▶ _Exercise goal_: Please convert the records below into a Markdown table with two columns, Row and Record, numbering each line in order and leaving out blank lines.

▶ _Materials provided_:
---------------
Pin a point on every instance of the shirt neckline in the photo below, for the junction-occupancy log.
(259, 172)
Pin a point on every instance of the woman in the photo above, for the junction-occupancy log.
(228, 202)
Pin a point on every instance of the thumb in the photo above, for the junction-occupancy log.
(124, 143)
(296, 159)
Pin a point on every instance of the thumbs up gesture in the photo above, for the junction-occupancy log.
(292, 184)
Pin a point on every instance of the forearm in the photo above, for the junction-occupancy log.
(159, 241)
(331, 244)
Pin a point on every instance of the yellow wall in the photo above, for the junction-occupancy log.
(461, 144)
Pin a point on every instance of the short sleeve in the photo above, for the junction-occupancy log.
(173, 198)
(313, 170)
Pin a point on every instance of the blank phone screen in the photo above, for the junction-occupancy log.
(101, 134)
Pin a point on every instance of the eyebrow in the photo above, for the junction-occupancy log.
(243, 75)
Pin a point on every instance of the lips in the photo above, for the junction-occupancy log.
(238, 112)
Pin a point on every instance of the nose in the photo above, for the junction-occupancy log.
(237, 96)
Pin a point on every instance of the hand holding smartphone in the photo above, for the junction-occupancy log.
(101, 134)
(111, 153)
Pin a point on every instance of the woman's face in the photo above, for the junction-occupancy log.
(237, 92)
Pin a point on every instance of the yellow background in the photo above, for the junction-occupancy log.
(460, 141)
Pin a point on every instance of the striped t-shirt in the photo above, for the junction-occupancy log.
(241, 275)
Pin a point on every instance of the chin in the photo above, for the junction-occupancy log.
---------------
▶ _Response_:
| Row | Record |
|---|---|
| 1 | Pin a point on every instance of the shirt neckline in the photo below, for the junction-occupancy log. |
| 2 | (259, 172) |
| 3 | Pin a point on every instance of the woman in the photo above, for the junction-occupancy log. |
| 4 | (228, 202) |
| 5 | Pin a point on every instance of the thumb in the photo above, for the junction-occupancy log. |
| 6 | (124, 143) |
| 7 | (296, 159) |
| 8 | Pin a point on every instance of the thumbs up gesture in the photo above, for the junction-occupancy log. |
| 9 | (292, 184) |
| 10 | Pin a point on every instance of the forearm in the photo above, for the junction-occupancy log. |
| 11 | (159, 241) |
| 12 | (331, 244) |
| 13 | Pin a point on every instance of the yellow wall in the photo above, for the junction-occupancy log. |
| 14 | (461, 144) |
| 15 | Pin a point on every instance of the short sleeve in the photo above, for the junction-occupancy log. |
| 16 | (173, 198) |
| 17 | (313, 170) |
| 18 | Pin a point on every instance of the blank phone screen in the photo above, for the junction-occupancy log. |
| 19 | (101, 134) |
| 20 | Pin a point on every instance of the eyebrow in the photo above, for the junction-occupancy log. |
| 21 | (243, 75) |
| 22 | Pin a point on every instance of the lips in the photo above, for the junction-occupancy log. |
| 23 | (238, 112) |
| 24 | Pin a point on every instance of the nose in the photo above, for the junction-occupancy log. |
| 25 | (237, 96) |
| 26 | Pin a point on every instance of the hand holding smartphone in the photo above, for the junction-occupancy log. |
| 27 | (101, 134) |
| 28 | (111, 153) |
| 29 | Pin a point on every instance of the woman's face in the photo above, for the junction-occupancy log. |
| 30 | (237, 92) |
| 31 | Pin a point on every instance of the yellow background in the photo above, for the junction-occupancy log. |
| 32 | (460, 141) |
| 33 | Pin a point on every instance of the striped t-shirt in the photo above, for the junction-occupancy log. |
| 34 | (241, 275) |
| 35 | Pin a point on every instance of the chin in the photo above, for the junction-occupancy log. |